--- START OF Source extract ---

Iris Scott and the Problem of Kitsch

In the winter of 2018 there was a row in PN Review over the work of poets who have taken to Instagram and YouTube as alternatives to traditional publishing that foreshadows a similar reckoning in the world of painting. Rebecca Watts takes aim at “The Cult of the Noble Amateur” in issue 239 of PN Review, criticizing poets such as Rupi Kaur, Kate Tempest, and Hollie McNish for reducing poetry to mere honesty and accessibility. Watts argues that such a reduction ignores important elements of craft and leaves such poets devoid of “the aspiration to do anything well.” Similar complaints have been lodged against artists working in other mediums who have used social media to boost their profile and have, over time, achieved massive commercial success through digital accessibility. Paintings by artists such as Iris Scott carrying substantial price tags in the tens-of-thousands and have garnered her a huge following on social media platforms. It seems the problem of “kitsch” has again reared its head in the art world – but can such a criticism stick and does it even matter?
The accusation of being kitsch seems to emerge whenever artists achieve any kind of mass appeal, although this usually follows from a rather vague and ill-defined notion of what exactly constitutes “kitsch.” Kitsch, properly understood, has never really been about mass appeal alone.
Historically, the word emerges from the industrial capacity to mechanically reproduce artworks and offer them to “the masses” at a relatively low cost. This is usually associated with the desire of the bourgeois class to be “cultured” and respectable. Early theorists such as the Modernist Hermann Broch and Walter Benjamin associate these forms with their immediacy. They are readily identifiable, relatable, and require little if any intellectual effort on the part of the audience. Thus, the “tastefulness” of these works, what permits their display in the home or office, is centered on their familiarity and sentimentality. The work does not alienate guests with laborious conceptual pieces that are either challenging to look at or upsetting to the mores of the petit bourgeois.

--- END OF Source extract ---

**Task 1**
Show every line of the entries below that contains the string "pavement".

--- START OF Dataset records ---

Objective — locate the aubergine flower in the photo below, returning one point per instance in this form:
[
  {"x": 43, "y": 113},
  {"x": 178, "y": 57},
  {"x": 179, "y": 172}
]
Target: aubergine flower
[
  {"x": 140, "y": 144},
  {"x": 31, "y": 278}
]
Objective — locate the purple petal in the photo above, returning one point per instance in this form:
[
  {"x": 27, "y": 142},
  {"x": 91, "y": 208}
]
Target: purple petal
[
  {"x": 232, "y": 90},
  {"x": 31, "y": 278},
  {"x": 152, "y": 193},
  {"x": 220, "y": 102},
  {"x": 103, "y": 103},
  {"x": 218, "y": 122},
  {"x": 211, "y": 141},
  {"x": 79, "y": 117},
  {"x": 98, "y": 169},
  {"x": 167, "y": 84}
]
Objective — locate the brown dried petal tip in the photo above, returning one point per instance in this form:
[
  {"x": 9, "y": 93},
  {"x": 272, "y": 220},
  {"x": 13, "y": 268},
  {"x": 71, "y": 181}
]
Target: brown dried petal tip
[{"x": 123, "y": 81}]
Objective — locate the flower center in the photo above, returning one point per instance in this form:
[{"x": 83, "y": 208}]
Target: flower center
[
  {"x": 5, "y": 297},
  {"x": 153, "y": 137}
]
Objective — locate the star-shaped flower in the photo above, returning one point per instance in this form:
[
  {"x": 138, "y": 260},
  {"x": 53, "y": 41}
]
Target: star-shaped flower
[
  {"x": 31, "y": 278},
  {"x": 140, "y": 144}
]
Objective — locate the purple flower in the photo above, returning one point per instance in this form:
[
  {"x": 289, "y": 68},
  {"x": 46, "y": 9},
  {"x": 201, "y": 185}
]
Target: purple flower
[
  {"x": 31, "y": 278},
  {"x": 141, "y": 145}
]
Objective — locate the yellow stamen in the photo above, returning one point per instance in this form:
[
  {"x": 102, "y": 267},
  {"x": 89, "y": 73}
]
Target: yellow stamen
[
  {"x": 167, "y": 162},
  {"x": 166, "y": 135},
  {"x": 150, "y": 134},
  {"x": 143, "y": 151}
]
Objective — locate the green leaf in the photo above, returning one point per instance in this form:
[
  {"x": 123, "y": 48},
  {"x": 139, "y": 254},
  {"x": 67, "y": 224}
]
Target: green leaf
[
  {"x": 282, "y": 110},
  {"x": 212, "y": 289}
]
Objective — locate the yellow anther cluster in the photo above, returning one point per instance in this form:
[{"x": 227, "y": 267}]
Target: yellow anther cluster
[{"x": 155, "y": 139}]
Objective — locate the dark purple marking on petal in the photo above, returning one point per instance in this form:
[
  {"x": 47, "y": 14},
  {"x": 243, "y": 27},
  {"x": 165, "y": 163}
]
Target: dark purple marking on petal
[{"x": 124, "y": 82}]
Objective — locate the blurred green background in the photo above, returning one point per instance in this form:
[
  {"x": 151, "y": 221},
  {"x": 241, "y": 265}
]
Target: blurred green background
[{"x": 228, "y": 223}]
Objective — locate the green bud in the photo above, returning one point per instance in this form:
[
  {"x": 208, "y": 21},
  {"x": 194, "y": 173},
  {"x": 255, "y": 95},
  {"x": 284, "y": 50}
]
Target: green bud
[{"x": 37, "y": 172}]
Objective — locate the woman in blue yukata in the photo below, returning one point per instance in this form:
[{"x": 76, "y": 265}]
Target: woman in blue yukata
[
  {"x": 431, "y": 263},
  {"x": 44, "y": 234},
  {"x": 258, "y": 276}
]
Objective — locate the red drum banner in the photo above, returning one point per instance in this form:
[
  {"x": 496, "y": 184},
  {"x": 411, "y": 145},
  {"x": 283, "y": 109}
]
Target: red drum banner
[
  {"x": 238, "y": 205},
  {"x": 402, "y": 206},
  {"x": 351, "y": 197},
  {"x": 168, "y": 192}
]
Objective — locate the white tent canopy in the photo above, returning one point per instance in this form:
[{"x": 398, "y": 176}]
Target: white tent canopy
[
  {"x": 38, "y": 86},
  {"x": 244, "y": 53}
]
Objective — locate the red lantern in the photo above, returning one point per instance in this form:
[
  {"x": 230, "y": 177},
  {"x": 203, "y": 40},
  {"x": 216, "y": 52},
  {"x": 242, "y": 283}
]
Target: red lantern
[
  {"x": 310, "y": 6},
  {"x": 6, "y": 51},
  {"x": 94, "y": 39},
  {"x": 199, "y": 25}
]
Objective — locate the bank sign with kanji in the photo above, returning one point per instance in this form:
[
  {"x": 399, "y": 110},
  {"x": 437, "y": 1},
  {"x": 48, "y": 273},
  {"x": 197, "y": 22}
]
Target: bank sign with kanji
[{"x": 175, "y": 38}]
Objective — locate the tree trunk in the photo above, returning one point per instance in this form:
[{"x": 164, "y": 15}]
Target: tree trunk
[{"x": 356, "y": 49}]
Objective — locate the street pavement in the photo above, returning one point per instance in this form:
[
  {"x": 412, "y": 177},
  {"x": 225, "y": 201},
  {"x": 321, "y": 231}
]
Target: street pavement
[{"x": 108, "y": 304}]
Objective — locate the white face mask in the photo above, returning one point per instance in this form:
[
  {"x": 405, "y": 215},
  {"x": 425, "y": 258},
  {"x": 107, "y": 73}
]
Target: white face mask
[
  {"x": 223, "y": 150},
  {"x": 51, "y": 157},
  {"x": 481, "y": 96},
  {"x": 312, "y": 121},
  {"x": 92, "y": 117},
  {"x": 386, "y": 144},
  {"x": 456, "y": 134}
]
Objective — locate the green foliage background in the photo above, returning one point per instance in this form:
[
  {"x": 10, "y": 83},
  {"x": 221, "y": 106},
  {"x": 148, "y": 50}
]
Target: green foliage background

--- END OF Dataset records ---

**Task 2**
According to the essay on kitsch above, in which issue of PN Review did Rebecca Watts publish "The Cult of the Noble Amateur"?

**Written response 1**
Objective — locate the street pavement in the photo above, returning one point per instance in this form:
Target: street pavement

**Written response 2**
Issue 239.